Set problem A:
Please set down the part of the Star Trek review starting at "Unlike many of" and ending at "was completely wrong.", copying it exactly.
Set problem B:
Decide whether each statement agrees with the Star Trek review, and answer yes or no with the deciding words of the review quoted exactly: (i) The writer grew up in a Spock-loving home. (ii) Nero kills the Kelvin's Captain. (iii) James T. Kirk enrolls in Starfleet after a chance encounter with Captain Christopher Pike.

┌─ Document passage

Originally published in the May 10, 2009 edition of "The Source."
Exciting, witty and fun are not words typically equated with “Star Trek.”
Unlike many of my peers, I did not grow up in a Spock-loving home. I viewed “Star Trek” as the domain of nerds, a logic-obsessed cult obsession that was as lifeless and dull as high school physics.
The best compliment I can pay to director J.J. Abrams’ re-launch of the franchise is that it is not only all the positive things I said earlier, but it also made me want to revisit the previous films and see if my prior judgment was completely wrong.
Part reboot and part sequel in a way that only “Star Trek,” with its time-hopping and alternate realities, can be, Abrams reignites a tired franchise in an intelligent, entertaining sci-fi adventure that wins over the uninitiated while still satisfying hard-core Trekkies. It starts the series fresh without denying the dozen films that came beforehand and does so with energy and charm that provide the real jump-start to the summer movie season. Forget the flaccid “Wolverine;” “Star Trek” is the origin film to see this summer.
The film opens with a brutal attack on the S.S. Kelvin by a Romulan vessel that has appeared out of nowhere, commandeered by vicious Nero (Eric Bana). Nero kills the Kelvin’s Captain, leaving George Kirk to sacrifice his life to save the crew, which also includes his wife and newborn son. James T. Kirk (Chris Pine) grows up to be a reckless juvenile delinquent, stealing cars and picking bar fights before a chance encounter with Captain Christopher Pike (Bruce Greenwood) causes him to enroll in Starfleet.

└─
┌─ Record list

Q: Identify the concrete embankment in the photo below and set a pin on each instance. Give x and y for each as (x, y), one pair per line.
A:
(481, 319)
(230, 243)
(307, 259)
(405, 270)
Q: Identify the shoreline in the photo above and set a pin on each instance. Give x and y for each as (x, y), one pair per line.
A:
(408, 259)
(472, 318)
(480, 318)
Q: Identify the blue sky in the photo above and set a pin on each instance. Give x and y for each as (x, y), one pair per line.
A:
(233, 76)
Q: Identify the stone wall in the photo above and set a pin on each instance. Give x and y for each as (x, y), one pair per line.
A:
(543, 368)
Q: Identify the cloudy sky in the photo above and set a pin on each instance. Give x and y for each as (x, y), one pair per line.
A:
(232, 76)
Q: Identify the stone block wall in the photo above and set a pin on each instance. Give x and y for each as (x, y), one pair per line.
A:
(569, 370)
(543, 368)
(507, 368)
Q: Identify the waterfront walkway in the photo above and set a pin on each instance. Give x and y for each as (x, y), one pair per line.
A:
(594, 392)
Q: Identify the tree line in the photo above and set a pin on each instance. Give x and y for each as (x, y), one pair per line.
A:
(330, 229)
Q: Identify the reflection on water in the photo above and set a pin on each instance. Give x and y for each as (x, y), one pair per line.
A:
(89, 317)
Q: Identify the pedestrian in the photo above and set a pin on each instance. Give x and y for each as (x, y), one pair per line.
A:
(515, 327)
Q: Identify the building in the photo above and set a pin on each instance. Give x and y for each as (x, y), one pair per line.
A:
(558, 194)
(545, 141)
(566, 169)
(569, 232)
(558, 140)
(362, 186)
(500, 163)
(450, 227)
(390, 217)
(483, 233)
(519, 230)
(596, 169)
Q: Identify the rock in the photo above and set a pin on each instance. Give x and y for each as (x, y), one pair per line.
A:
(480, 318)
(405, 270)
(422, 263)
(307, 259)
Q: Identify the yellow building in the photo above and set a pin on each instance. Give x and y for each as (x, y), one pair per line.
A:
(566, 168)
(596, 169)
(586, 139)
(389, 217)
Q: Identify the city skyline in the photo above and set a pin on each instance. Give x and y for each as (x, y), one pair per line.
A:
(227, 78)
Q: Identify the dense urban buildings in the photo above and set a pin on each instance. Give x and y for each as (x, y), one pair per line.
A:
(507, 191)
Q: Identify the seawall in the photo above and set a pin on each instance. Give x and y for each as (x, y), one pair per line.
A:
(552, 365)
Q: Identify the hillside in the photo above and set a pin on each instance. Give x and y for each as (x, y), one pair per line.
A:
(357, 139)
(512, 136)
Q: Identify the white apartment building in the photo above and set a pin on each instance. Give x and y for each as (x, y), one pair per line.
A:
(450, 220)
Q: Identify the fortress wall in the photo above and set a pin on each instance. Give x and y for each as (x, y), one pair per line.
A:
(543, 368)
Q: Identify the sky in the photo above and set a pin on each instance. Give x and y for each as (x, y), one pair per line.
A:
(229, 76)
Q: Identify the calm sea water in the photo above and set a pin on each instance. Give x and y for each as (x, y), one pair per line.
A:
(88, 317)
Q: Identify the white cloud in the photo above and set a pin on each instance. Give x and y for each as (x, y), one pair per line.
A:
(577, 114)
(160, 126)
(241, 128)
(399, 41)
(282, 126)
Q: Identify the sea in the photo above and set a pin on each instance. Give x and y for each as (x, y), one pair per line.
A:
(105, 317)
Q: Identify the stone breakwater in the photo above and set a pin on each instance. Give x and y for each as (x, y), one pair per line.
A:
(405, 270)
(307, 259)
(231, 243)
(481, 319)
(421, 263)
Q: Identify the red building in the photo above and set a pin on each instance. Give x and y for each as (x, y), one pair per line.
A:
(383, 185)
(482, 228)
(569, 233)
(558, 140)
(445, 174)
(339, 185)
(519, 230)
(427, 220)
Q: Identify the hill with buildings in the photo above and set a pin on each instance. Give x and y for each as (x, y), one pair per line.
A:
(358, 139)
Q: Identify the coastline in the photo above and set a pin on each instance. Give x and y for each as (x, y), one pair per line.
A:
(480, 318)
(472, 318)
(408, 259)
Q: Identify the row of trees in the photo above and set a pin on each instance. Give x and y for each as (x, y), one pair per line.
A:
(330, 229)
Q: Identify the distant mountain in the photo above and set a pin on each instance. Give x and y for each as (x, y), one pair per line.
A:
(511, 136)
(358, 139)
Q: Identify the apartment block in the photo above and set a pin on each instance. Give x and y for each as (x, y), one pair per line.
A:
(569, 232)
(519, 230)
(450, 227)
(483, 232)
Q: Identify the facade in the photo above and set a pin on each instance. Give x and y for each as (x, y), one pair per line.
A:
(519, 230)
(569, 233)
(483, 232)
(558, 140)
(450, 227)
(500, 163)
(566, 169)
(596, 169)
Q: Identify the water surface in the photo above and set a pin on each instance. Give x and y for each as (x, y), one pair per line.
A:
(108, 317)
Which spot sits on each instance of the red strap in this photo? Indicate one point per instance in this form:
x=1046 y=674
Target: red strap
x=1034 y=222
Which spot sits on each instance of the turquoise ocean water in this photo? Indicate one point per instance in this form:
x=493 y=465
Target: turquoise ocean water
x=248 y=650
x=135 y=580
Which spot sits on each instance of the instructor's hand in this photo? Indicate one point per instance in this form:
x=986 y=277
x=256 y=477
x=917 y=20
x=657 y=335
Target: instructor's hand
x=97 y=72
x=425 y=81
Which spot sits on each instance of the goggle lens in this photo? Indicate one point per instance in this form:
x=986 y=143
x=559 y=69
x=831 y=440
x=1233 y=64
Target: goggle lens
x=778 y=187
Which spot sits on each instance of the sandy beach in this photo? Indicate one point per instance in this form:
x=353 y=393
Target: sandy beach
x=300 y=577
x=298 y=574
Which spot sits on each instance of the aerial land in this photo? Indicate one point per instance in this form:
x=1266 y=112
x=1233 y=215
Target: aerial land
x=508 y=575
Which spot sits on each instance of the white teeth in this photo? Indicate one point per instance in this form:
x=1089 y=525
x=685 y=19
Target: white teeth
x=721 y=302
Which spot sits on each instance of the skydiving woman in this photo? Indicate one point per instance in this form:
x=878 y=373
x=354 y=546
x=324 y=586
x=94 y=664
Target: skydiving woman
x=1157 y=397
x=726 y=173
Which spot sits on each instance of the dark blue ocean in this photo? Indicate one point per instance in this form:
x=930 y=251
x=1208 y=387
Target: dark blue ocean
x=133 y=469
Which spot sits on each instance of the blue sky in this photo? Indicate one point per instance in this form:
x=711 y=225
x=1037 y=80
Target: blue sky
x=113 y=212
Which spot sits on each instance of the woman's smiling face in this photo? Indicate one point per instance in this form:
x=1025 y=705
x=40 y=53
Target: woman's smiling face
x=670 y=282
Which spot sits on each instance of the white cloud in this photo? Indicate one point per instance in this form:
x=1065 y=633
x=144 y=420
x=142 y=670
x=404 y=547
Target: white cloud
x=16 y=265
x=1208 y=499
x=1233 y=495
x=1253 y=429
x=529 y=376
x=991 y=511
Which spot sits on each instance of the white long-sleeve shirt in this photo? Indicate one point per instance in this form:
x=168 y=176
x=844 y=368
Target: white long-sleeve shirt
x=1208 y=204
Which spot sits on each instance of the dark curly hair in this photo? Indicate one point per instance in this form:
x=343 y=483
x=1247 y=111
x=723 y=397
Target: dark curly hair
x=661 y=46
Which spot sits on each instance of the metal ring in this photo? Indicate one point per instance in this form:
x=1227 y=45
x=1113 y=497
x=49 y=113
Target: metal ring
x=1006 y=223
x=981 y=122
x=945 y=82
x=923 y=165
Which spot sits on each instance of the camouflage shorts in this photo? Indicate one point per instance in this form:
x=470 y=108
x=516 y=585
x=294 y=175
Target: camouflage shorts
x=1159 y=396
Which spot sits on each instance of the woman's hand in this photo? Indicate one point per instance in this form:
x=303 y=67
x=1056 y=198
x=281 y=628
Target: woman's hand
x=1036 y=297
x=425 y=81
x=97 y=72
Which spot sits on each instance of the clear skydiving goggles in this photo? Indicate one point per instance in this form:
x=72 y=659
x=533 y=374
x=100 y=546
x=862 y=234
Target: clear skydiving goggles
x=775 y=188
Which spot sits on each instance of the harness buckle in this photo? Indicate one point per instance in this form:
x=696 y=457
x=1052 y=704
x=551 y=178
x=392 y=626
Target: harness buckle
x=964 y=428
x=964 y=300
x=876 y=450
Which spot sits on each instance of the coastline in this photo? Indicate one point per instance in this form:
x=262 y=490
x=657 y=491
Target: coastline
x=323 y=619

└─

Correct response A:
Unlike many of my peers, I did not grow up in a Spock-loving home. I viewed “Star Trek” as the domain of nerds, a logic-obsessed cult obsession that was as lifeless and dull as high school physics.
The best compliment I can pay to director J.J. Abrams’ re-launch of the franchise is that it is not only all the positive things I said earlier, but it also made me want to revisit the previous films and see if my prior judgment was completely wrong.

Correct response B:
(i) No: "Unlike many of my peers, I did not grow up in a Spock-loving home."
(ii) Yes: "Nero kills the Kelvin’s Captain"
(iii) Yes: "a chance encounter with Captain Christopher Pike (Bruce Greenwood) causes him to enroll in Starfleet"